- _How to complete this task_
Which of the lines below include "center"? Each one should be copied out.

- _Excerpted records_
────────────────────

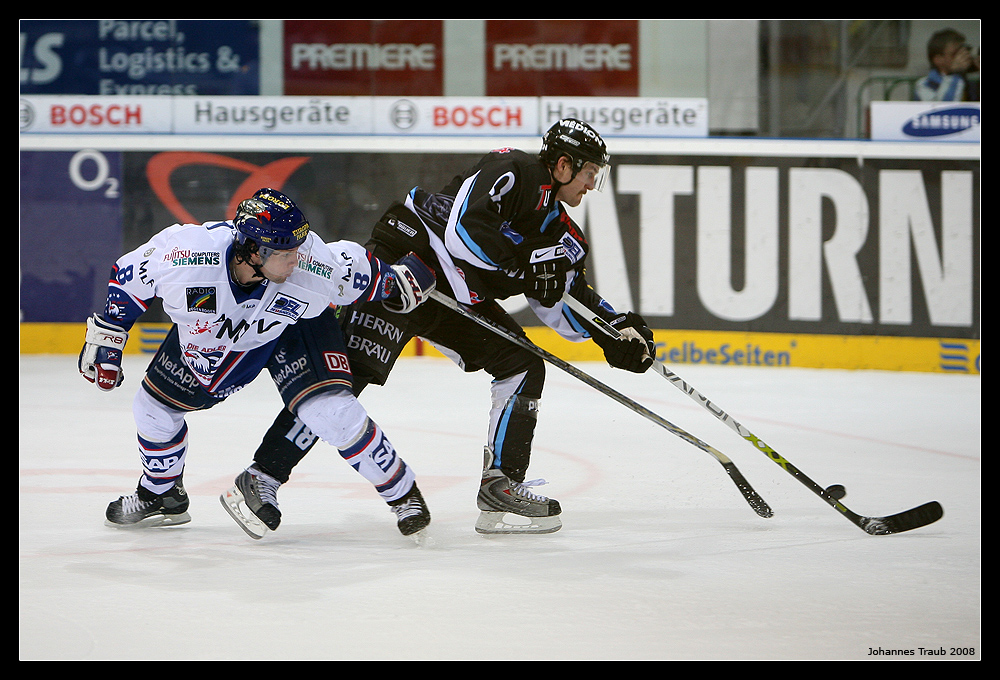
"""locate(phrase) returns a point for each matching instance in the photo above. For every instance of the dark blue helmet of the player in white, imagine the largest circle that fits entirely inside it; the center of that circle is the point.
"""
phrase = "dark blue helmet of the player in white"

────────────────────

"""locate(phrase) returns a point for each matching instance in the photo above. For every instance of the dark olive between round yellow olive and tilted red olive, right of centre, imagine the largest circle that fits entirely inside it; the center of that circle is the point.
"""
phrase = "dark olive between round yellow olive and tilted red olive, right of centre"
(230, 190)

────────────────────

- _Task output_
"""locate(phrase) returns a point for each matching instance in the photo above. For every instance of the dark blue helmet of the player in white, imagine the largest circle that fits entirely inside it; the center of that circle is the point.
"""locate(phrase) returns a point for each matching instance in the photo above. For every instance of the dark olive between round yellow olive and tilted red olive, right of centre, imagine the largest circle that fits entirely inside it; the center of that circle is the point.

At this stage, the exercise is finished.